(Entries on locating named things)
---

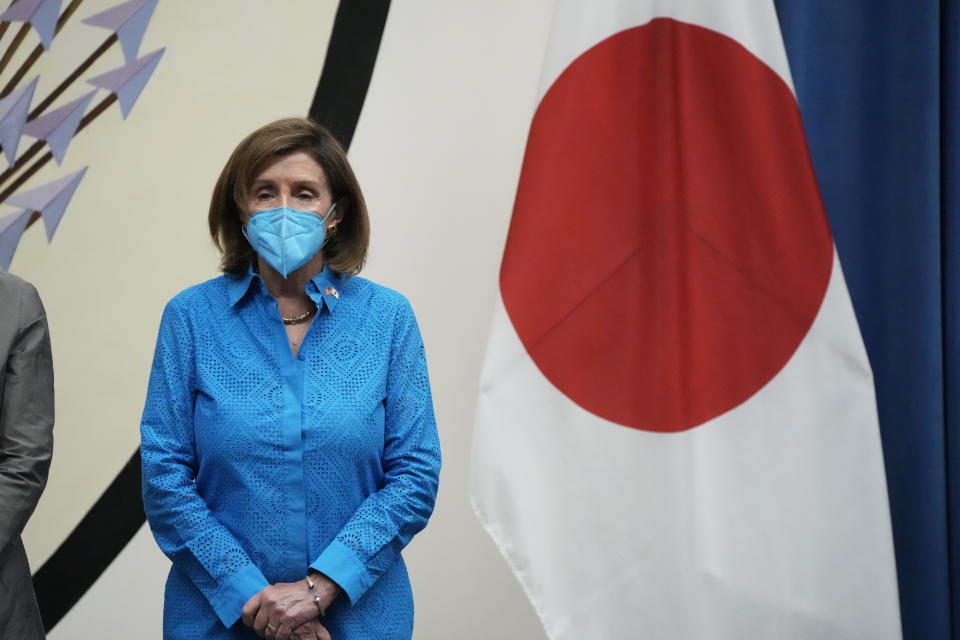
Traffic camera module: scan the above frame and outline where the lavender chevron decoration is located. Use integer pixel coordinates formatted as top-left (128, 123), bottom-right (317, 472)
top-left (0, 211), bottom-right (30, 271)
top-left (82, 0), bottom-right (157, 63)
top-left (0, 77), bottom-right (37, 164)
top-left (23, 90), bottom-right (97, 164)
top-left (0, 0), bottom-right (61, 49)
top-left (87, 47), bottom-right (166, 119)
top-left (7, 167), bottom-right (88, 242)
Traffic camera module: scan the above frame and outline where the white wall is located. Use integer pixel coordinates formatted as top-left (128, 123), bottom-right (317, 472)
top-left (9, 0), bottom-right (552, 640)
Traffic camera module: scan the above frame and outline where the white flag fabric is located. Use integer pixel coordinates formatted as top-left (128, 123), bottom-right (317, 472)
top-left (471, 0), bottom-right (901, 640)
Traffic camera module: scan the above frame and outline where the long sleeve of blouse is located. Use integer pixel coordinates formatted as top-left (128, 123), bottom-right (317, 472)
top-left (141, 270), bottom-right (440, 640)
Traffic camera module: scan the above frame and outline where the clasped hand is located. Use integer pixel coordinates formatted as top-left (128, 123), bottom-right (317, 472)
top-left (242, 573), bottom-right (340, 640)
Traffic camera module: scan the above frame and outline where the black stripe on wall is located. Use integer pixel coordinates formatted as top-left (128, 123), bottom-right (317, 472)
top-left (33, 450), bottom-right (146, 631)
top-left (310, 0), bottom-right (390, 149)
top-left (33, 0), bottom-right (390, 635)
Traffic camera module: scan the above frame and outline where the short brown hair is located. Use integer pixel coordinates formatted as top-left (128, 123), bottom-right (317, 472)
top-left (208, 118), bottom-right (370, 274)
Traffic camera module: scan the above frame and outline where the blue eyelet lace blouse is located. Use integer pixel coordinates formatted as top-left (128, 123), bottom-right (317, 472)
top-left (140, 268), bottom-right (440, 640)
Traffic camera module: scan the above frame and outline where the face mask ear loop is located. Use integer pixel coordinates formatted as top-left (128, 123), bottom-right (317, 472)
top-left (317, 201), bottom-right (337, 251)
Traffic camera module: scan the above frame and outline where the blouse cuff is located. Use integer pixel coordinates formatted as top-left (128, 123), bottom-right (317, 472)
top-left (210, 564), bottom-right (270, 629)
top-left (310, 540), bottom-right (376, 604)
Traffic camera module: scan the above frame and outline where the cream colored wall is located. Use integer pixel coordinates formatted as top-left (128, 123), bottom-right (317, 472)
top-left (9, 0), bottom-right (552, 640)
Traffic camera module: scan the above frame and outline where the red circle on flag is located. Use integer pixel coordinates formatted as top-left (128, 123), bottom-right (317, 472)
top-left (500, 19), bottom-right (833, 432)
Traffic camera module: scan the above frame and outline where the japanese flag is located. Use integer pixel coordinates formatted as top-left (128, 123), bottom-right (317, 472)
top-left (472, 0), bottom-right (901, 640)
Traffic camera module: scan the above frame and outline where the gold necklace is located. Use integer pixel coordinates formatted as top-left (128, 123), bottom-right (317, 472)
top-left (280, 305), bottom-right (317, 324)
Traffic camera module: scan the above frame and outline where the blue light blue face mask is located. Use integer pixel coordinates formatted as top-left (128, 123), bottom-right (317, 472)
top-left (243, 202), bottom-right (337, 278)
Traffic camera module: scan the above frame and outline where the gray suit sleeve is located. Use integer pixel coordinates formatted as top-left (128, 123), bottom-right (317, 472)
top-left (0, 283), bottom-right (53, 549)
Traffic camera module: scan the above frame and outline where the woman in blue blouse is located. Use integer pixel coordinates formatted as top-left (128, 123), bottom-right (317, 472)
top-left (140, 119), bottom-right (440, 640)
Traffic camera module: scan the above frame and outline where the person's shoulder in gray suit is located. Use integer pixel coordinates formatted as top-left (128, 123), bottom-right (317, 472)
top-left (0, 271), bottom-right (53, 639)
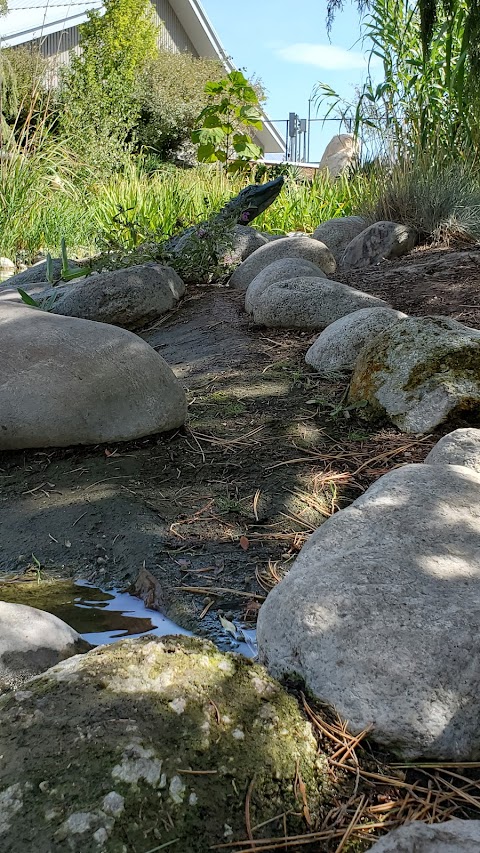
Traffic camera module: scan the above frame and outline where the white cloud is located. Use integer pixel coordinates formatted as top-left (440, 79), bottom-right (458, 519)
top-left (275, 42), bottom-right (377, 71)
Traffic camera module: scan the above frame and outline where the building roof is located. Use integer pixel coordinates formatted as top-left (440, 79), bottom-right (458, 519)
top-left (0, 0), bottom-right (285, 154)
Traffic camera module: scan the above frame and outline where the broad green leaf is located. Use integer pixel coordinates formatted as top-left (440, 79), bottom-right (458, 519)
top-left (197, 145), bottom-right (217, 163)
top-left (198, 127), bottom-right (225, 145)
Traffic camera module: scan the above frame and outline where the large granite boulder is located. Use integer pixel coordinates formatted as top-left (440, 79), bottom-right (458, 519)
top-left (229, 235), bottom-right (336, 290)
top-left (253, 276), bottom-right (386, 329)
top-left (258, 442), bottom-right (480, 761)
top-left (305, 308), bottom-right (406, 376)
top-left (49, 263), bottom-right (185, 329)
top-left (425, 427), bottom-right (480, 474)
top-left (0, 601), bottom-right (91, 693)
top-left (0, 302), bottom-right (187, 450)
top-left (349, 317), bottom-right (480, 433)
top-left (341, 221), bottom-right (418, 269)
top-left (370, 818), bottom-right (480, 853)
top-left (312, 216), bottom-right (368, 266)
top-left (245, 258), bottom-right (324, 314)
top-left (0, 637), bottom-right (333, 853)
top-left (318, 133), bottom-right (360, 178)
top-left (227, 225), bottom-right (268, 264)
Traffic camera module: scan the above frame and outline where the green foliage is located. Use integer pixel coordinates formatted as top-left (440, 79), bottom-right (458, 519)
top-left (136, 50), bottom-right (224, 158)
top-left (192, 71), bottom-right (263, 172)
top-left (317, 0), bottom-right (480, 162)
top-left (360, 155), bottom-right (480, 245)
top-left (327, 0), bottom-right (480, 71)
top-left (60, 0), bottom-right (158, 173)
top-left (47, 237), bottom-right (92, 284)
top-left (0, 113), bottom-right (94, 262)
top-left (0, 46), bottom-right (48, 134)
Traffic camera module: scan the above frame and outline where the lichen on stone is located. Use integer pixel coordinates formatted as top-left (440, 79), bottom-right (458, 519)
top-left (0, 637), bottom-right (332, 853)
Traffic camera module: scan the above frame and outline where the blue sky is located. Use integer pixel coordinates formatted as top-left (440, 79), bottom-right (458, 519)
top-left (201, 0), bottom-right (374, 162)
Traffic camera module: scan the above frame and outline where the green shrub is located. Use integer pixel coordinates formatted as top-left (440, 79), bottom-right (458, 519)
top-left (360, 155), bottom-right (480, 245)
top-left (59, 0), bottom-right (158, 174)
top-left (136, 50), bottom-right (224, 159)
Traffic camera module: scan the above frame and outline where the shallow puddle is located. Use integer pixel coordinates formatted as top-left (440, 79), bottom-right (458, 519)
top-left (0, 579), bottom-right (257, 657)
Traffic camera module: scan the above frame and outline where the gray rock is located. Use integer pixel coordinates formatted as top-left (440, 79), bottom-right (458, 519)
top-left (305, 308), bottom-right (406, 376)
top-left (370, 818), bottom-right (480, 853)
top-left (349, 317), bottom-right (480, 433)
top-left (341, 222), bottom-right (418, 269)
top-left (0, 601), bottom-right (91, 693)
top-left (259, 231), bottom-right (287, 243)
top-left (0, 637), bottom-right (333, 853)
top-left (318, 133), bottom-right (360, 178)
top-left (258, 465), bottom-right (480, 761)
top-left (0, 302), bottom-right (186, 450)
top-left (253, 276), bottom-right (386, 329)
top-left (224, 225), bottom-right (268, 264)
top-left (425, 428), bottom-right (480, 474)
top-left (312, 216), bottom-right (368, 266)
top-left (53, 264), bottom-right (185, 329)
top-left (245, 258), bottom-right (324, 314)
top-left (229, 235), bottom-right (336, 290)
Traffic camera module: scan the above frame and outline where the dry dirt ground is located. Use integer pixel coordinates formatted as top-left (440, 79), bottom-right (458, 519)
top-left (0, 249), bottom-right (480, 637)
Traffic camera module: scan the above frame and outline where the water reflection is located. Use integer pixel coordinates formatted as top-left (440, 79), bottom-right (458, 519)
top-left (0, 578), bottom-right (257, 657)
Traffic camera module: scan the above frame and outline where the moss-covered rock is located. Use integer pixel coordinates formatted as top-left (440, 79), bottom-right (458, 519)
top-left (349, 317), bottom-right (480, 433)
top-left (0, 637), bottom-right (330, 853)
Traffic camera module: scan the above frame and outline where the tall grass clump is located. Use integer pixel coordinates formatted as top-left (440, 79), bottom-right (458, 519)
top-left (360, 157), bottom-right (480, 245)
top-left (92, 164), bottom-right (376, 250)
top-left (0, 113), bottom-right (95, 260)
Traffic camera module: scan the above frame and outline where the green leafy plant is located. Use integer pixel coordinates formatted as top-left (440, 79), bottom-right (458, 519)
top-left (316, 0), bottom-right (480, 163)
top-left (192, 71), bottom-right (263, 172)
top-left (136, 50), bottom-right (225, 161)
top-left (46, 237), bottom-right (92, 284)
top-left (59, 0), bottom-right (158, 174)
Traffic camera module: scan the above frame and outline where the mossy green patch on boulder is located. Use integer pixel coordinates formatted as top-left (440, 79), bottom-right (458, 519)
top-left (349, 317), bottom-right (480, 433)
top-left (0, 637), bottom-right (331, 853)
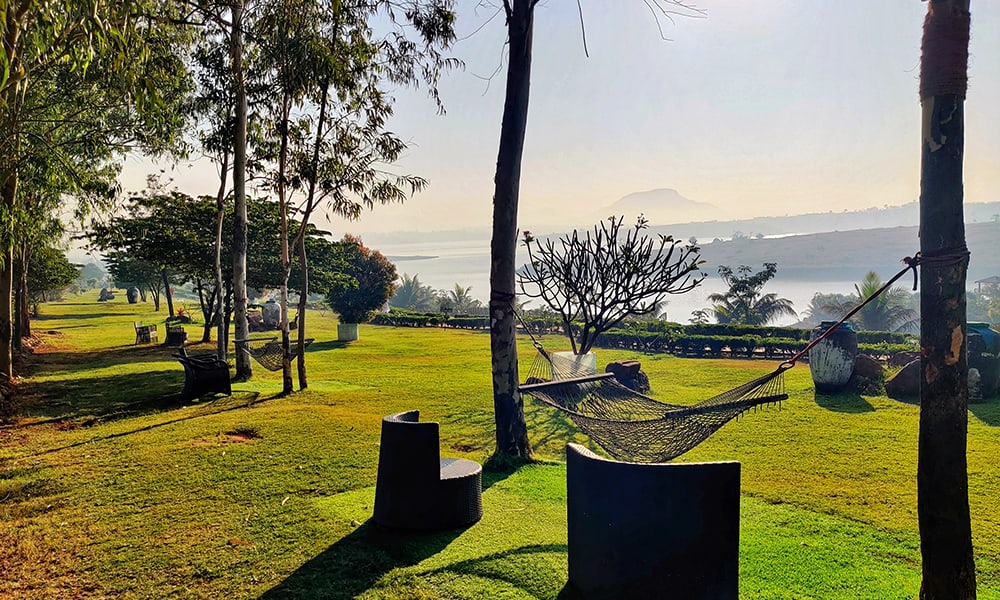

---

* WHAT IS BEING ASKED: Could you turn the material, starting with the line containing "the blue eyelet" and going on through the line containing "top-left (140, 268), bottom-right (440, 640)", into a JSON list of strings with one string per line and blank lines left out?

* OUTPUT OF THE EXERCISE:
[
  "Traffic camera module: scan the above frame and outline where the blue eyelet lace blouse is located. Use integer pixel coordinates formatted as top-left (128, 123), bottom-right (317, 472)",
  "top-left (140, 268), bottom-right (440, 640)"
]